● **Task input**:
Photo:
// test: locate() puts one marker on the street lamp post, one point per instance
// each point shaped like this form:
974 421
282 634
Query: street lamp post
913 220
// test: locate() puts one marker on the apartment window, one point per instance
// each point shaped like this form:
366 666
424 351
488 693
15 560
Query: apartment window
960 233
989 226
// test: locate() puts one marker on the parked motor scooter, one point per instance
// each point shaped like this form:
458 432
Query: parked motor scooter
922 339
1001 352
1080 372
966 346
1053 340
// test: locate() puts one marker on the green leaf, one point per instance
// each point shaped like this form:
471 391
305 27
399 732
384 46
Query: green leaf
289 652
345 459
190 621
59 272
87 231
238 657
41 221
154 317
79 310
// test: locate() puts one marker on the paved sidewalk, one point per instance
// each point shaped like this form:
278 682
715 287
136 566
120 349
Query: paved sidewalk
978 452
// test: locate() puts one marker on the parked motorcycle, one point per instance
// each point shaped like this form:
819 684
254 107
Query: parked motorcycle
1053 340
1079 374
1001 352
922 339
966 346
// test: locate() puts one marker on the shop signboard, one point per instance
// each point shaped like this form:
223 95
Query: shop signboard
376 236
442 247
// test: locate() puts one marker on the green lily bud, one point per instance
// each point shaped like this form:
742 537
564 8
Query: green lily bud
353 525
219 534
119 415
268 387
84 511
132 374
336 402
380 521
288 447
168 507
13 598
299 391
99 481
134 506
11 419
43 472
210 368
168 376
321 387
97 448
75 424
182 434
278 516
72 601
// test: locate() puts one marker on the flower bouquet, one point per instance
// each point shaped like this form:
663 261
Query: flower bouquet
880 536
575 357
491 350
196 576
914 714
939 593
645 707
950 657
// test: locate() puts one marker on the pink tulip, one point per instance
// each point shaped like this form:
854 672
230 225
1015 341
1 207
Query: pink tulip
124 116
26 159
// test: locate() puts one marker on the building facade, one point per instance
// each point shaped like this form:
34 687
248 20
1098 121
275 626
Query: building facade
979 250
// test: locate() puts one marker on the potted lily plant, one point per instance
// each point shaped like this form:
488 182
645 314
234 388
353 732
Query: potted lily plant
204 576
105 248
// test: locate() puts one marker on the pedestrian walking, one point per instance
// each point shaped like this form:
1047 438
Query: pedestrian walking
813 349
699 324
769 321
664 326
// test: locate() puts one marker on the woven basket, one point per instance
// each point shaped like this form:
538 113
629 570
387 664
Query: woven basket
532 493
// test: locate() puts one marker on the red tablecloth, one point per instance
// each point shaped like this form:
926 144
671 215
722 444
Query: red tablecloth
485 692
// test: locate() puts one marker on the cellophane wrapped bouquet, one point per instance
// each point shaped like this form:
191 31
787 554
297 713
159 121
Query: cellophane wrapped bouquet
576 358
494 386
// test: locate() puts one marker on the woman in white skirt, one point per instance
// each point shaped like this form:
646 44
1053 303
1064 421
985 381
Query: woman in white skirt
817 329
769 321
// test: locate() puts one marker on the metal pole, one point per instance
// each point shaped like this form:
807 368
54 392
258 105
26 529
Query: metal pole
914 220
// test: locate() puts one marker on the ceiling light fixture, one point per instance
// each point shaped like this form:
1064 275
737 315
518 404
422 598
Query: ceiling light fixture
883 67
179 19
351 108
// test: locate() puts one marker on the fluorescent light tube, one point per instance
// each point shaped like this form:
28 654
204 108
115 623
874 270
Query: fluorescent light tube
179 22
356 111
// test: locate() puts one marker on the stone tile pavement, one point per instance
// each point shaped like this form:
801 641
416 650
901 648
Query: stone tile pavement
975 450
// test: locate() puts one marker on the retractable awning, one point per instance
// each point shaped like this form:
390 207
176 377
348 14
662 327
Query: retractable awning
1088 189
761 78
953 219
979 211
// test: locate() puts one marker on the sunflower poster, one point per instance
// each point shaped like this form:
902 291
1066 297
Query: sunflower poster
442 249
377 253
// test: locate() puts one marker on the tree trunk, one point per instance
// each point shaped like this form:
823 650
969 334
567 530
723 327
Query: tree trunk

● **Required work**:
Rewrite the data as a JSON list of strings, one string per line with blank lines omitted, beginning at the line that contains "awning, one point per instance" and stopping after the last line of the data.

● **Exercise result**:
[
  "// test: locate() puts one marker on the retractable awning, one point per instance",
  "// each point shaped like this form:",
  "390 207",
  "176 377",
  "348 14",
  "662 327",
  "Query: retractable awning",
  "1088 189",
  "761 78",
  "953 219",
  "979 211",
  "// test: locate() puts one marker on the sunflower poster, one point per instance",
  "// each point shaped like this form:",
  "902 291",
  "1066 297",
  "Query: sunflower poster",
  "442 249",
  "377 253",
  "// test: locate() puts one marker on the tree trunk, one point per instance",
  "// each point shaped like this form:",
  "823 650",
  "969 334",
  "567 530",
  "723 327",
  "Query: tree trunk"
]